--- EXTRACT ---

Terraria programmer steps down

Don't bust a gut rushing to beat those Hard mode bosses. There'll be nothing more afterwards.

Fans of the indie hit Terraria were left surprised and disappointed yesterday when Andrew “Redigit” Spinks, the programming half of the game’s two-man development team, announced on the official forums that active development on the game would be discontinuing. Redigit’s reasons for stepping down are wanting to spend more time with wife and their new son – once the little tyke arrives – and to spend some more time “recharging and bettering myself as both a programmer and game designer.” Far from abandoning game design altogether, Redigit hopes to build on what he learned developing Terraria and apply it to new, “even better” projects. At least one more bug fix is planned for Terraria before he’s officially “done.”

Thanks to Terraria’s immense success since its came out in May he can afford to rest on his laurels a bit. The game sold over 200,000 copies in the first week of it’s release and was the top-selling game on Steam that week, ahead of The Witcher 2 and Portal 2. Unfairly dismissed as a yet another Minecraft clone but in 2D Terraria quickly won over doubters with its greater emphasis on gameplay, sporting an MMO-style loot system, numerous bosses and other elements lacking in Mojang’s colossal blocky sandbox. I was rather late to the Terraria party myself, having bought it close to release but never getting round to properly playing it until much later. When I finally did immerse myself in its charming, engrossing 2D world I ended up investing over 70 hours, so part of me is kind of glad there won’t be any more to see and do.

--- RAW DATA ---

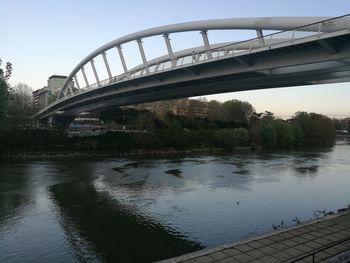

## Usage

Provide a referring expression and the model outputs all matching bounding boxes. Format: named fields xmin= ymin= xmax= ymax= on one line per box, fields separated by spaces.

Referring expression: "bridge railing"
xmin=42 ymin=15 xmax=350 ymax=115
xmin=121 ymin=15 xmax=350 ymax=78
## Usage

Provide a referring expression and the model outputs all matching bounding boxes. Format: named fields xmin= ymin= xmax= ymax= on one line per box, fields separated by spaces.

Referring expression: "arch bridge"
xmin=35 ymin=15 xmax=350 ymax=124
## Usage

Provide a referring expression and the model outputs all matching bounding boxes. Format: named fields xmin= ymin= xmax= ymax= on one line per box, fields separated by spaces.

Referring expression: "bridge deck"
xmin=161 ymin=212 xmax=350 ymax=263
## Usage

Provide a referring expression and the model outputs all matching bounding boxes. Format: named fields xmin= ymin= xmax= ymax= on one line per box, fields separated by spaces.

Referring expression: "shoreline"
xmin=0 ymin=146 xmax=256 ymax=161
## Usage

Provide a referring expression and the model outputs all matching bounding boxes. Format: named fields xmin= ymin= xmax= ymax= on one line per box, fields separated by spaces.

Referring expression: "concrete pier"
xmin=160 ymin=211 xmax=350 ymax=263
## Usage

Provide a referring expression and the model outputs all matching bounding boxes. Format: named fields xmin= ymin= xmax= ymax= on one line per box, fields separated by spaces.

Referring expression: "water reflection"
xmin=50 ymin=181 xmax=201 ymax=262
xmin=0 ymin=138 xmax=350 ymax=262
xmin=0 ymin=162 xmax=30 ymax=228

---

* **TASK TO CARRY OUT**: Reproduce a passage from the Terraria article above exactly as it appears, beginning with the words "Thanks to Terraria’s" and stopping after the words "see and do.".

* **FULL ANSWER**:
Thanks to Terraria’s immense success since its came out in May he can afford to rest on his laurels a bit. The game sold over 200,000 copies in the first week of it’s release and was the top-selling game on Steam that week, ahead of The Witcher 2 and Portal 2. Unfairly dismissed as a yet another Minecraft clone but in 2D Terraria quickly won over doubters with its greater emphasis on gameplay, sporting an MMO-style loot system, numerous bosses and other elements lacking in Mojang’s colossal blocky sandbox. I was rather late to the Terraria party myself, having bought it close to release but never getting round to properly playing it until much later. When I finally did immerse myself in its charming, engrossing 2D world I ended up investing over 70 hours, so part of me is kind of glad there won’t be any more to see and do.